(Assignment 1)
The news excerpt on Web services security names the security players that will introduce plans for authentication and ID management. List them all.
(Assignment 2)
According to the news excerpt on Web services security, what feature is added to the second version of CA's eTrust PKI product?

(Extracted text)
══════════════════════════════

Heavyweight security vendors and niche players alike are choosing the RSA Conference 2002 this week to present products designed to provide some of the missing pieces of real-world security environments for Web services.

Security players VeriSign Inc., Computer Associates International Inc., and the Liberty Alliance will introduce plans to bring authentication and ID management to Web services transactions, while a number of upstarts will introduce devices that secure XML-based Web services networks.

“The issue with Web services for the model as currently defined [is that it] has no inherent security built into it,” said Jamie Lewis, CEO of The Burton Group in Salt Lake City. “We have to figure out as an industry how to build [security] in. RSA is a great opportunity to build on that.”

VeriSign will unveil its long-awaited Web services road map this week. Joining multiple partners, including IBM and Grand Central, Mountain View, Calif.-based VeriSign will announce plans to tie authentication with secure transaction interoperability between apps.

Also, CA is set to announce the second version of its eTrust PKI product with an added online status checker for digital certificates and a new eTrust Web access control solution, company officials said.

══════════════════════════════

(Data under study)
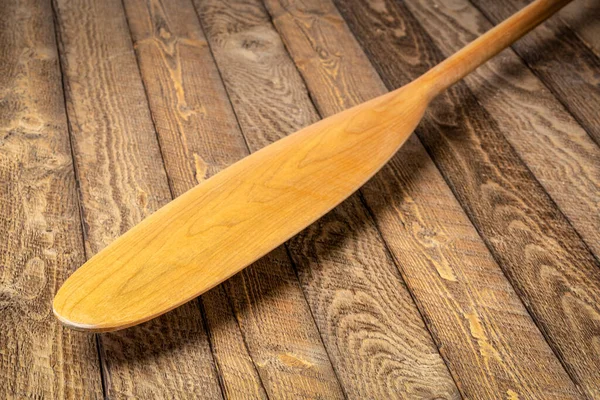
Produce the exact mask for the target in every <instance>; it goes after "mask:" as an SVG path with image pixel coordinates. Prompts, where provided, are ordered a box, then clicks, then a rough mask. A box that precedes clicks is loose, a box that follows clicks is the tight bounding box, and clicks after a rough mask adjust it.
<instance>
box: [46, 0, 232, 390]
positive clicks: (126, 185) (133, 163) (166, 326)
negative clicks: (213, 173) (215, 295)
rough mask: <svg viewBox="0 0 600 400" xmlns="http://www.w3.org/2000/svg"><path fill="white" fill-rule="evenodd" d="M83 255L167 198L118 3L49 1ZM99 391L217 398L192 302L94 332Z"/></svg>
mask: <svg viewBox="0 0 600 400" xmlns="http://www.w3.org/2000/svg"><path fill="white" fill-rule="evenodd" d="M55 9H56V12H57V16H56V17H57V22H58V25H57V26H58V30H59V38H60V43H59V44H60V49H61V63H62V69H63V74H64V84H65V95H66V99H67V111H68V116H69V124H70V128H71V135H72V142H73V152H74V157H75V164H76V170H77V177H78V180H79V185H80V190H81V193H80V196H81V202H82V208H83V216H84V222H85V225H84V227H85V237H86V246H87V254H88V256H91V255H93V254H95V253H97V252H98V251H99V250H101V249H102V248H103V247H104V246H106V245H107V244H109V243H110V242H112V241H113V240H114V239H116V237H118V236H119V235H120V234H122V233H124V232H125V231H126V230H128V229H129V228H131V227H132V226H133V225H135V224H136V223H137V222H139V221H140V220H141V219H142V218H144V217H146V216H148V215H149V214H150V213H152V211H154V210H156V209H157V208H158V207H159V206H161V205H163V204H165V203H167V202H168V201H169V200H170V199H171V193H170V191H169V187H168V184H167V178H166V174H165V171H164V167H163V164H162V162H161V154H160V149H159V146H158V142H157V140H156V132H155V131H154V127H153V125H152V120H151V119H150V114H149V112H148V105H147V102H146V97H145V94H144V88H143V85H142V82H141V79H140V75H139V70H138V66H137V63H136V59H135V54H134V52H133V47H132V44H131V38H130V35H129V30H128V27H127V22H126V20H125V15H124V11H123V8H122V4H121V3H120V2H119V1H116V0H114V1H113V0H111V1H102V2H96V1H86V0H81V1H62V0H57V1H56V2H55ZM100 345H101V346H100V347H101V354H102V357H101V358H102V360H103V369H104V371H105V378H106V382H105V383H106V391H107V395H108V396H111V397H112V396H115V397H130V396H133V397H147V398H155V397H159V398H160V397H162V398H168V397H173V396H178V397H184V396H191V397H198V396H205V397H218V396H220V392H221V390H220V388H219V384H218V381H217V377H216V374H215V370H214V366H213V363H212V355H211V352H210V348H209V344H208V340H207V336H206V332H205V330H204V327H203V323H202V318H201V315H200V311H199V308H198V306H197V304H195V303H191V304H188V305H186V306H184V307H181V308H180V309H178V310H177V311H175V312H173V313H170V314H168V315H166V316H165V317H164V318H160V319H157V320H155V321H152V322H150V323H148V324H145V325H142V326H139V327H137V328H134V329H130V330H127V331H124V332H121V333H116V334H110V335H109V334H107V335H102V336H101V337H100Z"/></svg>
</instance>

══════════════════════════════

(Task result 1)
VeriSign Inc., Computer Associates International Inc., the Liberty Alliance

(Task result 2)
An online status checker for digital certificates.